Find every line in the items below that contains the word "bison" and copy each of those lines. Matching is case-sensitive.

★ ★ ★

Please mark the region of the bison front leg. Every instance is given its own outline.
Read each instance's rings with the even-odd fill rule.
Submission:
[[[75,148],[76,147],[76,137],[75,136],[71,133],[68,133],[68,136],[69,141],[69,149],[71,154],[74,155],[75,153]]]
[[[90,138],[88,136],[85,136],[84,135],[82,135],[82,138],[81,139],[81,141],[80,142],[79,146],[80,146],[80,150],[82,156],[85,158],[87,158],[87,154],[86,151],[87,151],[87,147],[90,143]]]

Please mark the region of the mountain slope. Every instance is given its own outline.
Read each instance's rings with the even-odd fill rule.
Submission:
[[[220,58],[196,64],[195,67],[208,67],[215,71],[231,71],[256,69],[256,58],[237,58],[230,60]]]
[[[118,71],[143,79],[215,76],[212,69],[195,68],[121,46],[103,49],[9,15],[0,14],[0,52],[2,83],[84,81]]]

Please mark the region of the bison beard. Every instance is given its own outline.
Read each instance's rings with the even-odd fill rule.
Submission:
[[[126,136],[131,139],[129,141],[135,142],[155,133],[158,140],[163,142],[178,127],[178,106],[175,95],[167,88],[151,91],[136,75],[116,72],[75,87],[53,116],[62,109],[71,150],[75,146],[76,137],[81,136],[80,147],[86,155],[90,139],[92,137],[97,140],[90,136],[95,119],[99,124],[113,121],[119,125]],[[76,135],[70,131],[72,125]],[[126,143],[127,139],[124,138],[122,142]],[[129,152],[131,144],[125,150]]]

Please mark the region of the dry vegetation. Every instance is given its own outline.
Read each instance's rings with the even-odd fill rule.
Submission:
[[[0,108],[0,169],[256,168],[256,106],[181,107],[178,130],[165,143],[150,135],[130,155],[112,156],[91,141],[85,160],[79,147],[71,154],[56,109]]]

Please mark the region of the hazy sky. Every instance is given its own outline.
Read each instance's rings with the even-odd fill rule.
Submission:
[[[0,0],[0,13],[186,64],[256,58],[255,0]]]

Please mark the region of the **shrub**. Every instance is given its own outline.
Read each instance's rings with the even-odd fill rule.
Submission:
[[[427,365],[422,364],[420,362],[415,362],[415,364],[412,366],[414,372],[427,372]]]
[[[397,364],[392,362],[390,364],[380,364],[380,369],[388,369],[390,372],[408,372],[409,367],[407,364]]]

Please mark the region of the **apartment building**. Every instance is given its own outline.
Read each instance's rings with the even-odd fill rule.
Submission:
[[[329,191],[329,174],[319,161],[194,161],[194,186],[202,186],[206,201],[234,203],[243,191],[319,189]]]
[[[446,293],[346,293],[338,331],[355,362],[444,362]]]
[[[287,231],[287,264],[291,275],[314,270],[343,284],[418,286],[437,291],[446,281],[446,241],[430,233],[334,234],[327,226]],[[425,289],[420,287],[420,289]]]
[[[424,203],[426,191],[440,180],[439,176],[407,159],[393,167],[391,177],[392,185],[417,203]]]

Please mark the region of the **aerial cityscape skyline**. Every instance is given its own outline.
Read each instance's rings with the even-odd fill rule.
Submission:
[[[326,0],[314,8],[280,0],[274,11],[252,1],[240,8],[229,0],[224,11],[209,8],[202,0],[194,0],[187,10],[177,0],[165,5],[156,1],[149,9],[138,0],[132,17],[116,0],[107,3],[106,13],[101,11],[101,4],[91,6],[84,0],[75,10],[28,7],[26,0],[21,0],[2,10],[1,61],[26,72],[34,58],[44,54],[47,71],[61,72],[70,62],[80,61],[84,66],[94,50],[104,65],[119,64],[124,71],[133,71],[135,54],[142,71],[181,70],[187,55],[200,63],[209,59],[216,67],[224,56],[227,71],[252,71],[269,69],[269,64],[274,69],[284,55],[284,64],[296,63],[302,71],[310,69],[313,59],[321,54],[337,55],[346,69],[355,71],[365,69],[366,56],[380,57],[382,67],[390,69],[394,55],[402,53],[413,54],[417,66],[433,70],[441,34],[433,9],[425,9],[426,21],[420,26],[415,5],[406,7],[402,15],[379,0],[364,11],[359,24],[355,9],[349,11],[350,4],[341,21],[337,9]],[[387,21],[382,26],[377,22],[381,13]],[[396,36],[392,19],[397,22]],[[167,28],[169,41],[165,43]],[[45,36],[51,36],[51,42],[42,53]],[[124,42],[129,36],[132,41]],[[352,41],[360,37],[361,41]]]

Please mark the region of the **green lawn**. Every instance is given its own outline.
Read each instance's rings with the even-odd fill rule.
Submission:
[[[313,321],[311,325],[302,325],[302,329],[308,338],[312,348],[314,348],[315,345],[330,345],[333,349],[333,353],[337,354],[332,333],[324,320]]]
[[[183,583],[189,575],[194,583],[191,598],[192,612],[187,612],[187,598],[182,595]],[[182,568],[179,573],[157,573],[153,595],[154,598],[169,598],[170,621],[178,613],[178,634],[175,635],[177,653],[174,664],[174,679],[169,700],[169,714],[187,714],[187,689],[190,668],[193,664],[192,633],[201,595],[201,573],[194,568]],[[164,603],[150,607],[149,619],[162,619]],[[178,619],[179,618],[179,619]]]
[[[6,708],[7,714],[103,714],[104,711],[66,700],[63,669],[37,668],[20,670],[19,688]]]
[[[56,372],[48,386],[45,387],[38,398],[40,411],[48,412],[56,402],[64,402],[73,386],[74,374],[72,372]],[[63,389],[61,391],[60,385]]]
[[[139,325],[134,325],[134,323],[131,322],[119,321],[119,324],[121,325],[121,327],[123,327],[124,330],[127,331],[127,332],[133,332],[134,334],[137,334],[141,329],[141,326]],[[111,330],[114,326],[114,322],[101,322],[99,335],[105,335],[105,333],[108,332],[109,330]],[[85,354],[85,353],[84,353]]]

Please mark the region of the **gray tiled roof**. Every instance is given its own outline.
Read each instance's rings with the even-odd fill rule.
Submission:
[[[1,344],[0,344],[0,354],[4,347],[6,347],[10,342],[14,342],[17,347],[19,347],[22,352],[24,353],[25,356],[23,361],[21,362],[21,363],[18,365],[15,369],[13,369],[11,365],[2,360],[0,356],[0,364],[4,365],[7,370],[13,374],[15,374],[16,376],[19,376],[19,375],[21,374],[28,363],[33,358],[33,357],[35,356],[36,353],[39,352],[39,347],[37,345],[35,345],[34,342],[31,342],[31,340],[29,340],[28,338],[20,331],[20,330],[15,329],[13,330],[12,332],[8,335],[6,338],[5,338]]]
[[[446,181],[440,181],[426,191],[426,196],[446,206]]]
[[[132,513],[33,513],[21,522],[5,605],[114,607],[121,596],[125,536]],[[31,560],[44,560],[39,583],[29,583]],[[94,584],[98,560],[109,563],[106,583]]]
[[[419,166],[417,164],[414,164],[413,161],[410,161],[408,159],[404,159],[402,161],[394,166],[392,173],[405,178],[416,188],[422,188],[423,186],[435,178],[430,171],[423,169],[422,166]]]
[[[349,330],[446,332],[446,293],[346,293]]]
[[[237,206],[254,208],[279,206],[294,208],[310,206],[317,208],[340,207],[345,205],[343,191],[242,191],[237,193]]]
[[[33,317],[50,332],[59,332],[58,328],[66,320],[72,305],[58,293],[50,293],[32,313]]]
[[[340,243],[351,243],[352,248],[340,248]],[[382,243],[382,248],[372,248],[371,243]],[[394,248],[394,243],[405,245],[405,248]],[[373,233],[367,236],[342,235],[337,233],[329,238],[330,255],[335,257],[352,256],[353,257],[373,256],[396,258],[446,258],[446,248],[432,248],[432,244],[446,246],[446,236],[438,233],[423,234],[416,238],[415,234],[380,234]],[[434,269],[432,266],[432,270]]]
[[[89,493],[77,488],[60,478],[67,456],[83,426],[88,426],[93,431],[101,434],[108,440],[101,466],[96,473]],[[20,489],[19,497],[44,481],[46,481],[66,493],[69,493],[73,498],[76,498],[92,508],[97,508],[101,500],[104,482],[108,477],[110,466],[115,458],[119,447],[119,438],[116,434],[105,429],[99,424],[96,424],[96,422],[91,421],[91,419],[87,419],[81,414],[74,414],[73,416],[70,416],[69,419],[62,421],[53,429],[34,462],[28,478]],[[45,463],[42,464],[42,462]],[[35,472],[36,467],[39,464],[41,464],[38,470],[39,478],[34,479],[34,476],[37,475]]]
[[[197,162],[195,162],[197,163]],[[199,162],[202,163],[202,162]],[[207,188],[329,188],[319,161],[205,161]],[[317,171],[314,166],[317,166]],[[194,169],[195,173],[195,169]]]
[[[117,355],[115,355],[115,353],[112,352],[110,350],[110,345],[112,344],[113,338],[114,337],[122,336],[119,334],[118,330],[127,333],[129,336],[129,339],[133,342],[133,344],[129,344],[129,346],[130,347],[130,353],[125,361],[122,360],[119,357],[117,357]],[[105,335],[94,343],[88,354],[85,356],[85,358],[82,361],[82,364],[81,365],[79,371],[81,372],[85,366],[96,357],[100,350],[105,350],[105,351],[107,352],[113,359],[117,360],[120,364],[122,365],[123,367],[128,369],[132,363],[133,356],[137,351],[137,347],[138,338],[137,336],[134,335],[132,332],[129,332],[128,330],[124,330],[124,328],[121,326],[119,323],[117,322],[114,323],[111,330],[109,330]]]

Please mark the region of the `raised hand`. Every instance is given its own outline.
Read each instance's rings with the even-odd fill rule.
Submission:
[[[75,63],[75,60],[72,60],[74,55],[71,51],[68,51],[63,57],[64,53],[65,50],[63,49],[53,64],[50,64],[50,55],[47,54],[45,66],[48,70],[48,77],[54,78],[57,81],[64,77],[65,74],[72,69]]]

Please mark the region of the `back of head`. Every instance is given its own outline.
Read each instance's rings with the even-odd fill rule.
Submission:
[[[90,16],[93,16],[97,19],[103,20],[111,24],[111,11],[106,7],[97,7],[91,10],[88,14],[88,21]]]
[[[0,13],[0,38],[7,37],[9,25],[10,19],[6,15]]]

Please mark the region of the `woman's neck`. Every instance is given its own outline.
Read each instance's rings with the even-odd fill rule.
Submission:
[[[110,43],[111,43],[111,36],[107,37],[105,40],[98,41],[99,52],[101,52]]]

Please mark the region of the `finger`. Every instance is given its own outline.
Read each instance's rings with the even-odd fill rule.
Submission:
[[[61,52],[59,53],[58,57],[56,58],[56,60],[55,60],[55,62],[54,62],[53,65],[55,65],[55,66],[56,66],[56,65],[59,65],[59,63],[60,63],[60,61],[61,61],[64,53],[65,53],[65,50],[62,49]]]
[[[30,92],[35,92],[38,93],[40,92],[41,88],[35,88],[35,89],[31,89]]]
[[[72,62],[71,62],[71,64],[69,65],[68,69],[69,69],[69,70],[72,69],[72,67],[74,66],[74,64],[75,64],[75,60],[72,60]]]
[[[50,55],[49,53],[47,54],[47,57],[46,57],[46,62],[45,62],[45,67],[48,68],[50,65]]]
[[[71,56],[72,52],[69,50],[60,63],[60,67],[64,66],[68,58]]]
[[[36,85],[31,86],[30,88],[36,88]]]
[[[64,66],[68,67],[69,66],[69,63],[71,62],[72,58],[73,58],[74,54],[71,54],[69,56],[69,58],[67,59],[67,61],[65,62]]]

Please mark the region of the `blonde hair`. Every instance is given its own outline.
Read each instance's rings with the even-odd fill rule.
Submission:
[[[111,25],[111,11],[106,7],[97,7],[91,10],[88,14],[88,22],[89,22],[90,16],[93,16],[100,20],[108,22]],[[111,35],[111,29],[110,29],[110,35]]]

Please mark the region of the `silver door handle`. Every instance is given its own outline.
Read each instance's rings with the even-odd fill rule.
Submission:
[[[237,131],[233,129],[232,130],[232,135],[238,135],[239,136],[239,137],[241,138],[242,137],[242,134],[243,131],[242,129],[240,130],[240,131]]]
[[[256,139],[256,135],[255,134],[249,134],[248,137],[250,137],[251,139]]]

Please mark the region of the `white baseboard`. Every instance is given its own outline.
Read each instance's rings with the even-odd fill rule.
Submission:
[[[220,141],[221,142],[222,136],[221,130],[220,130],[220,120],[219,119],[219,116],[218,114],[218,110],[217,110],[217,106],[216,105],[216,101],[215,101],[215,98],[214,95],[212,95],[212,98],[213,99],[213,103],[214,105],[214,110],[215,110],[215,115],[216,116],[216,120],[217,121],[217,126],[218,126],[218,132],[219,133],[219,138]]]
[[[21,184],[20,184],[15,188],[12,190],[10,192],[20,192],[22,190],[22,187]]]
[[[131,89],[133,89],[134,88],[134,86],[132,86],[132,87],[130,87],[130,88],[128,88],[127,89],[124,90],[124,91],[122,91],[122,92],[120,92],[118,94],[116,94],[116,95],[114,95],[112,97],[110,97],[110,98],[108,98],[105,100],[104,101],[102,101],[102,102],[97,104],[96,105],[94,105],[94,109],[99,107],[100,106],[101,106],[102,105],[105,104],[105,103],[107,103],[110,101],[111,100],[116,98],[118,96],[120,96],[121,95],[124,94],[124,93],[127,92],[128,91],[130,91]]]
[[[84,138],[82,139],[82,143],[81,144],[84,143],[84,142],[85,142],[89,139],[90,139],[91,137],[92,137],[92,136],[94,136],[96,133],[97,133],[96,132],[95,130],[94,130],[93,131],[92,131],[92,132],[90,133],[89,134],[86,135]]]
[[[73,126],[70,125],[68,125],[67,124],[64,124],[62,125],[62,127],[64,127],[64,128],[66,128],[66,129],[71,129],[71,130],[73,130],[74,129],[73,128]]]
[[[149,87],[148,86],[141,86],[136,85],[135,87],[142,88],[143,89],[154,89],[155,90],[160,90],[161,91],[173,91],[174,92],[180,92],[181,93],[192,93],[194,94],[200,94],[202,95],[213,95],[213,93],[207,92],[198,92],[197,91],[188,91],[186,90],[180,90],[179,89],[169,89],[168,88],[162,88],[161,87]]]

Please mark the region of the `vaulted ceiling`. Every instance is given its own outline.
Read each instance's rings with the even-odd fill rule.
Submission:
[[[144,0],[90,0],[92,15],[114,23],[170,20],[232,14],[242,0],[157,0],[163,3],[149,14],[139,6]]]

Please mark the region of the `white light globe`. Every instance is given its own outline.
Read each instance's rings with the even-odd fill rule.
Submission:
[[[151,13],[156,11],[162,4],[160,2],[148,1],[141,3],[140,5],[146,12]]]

★ ★ ★

§ **ANSWER TO THE PROBLEM**
Please mark the region of the bison front leg. Every instance is given its own outline.
Please mark the region of the bison beard. Every instance is given its own outline.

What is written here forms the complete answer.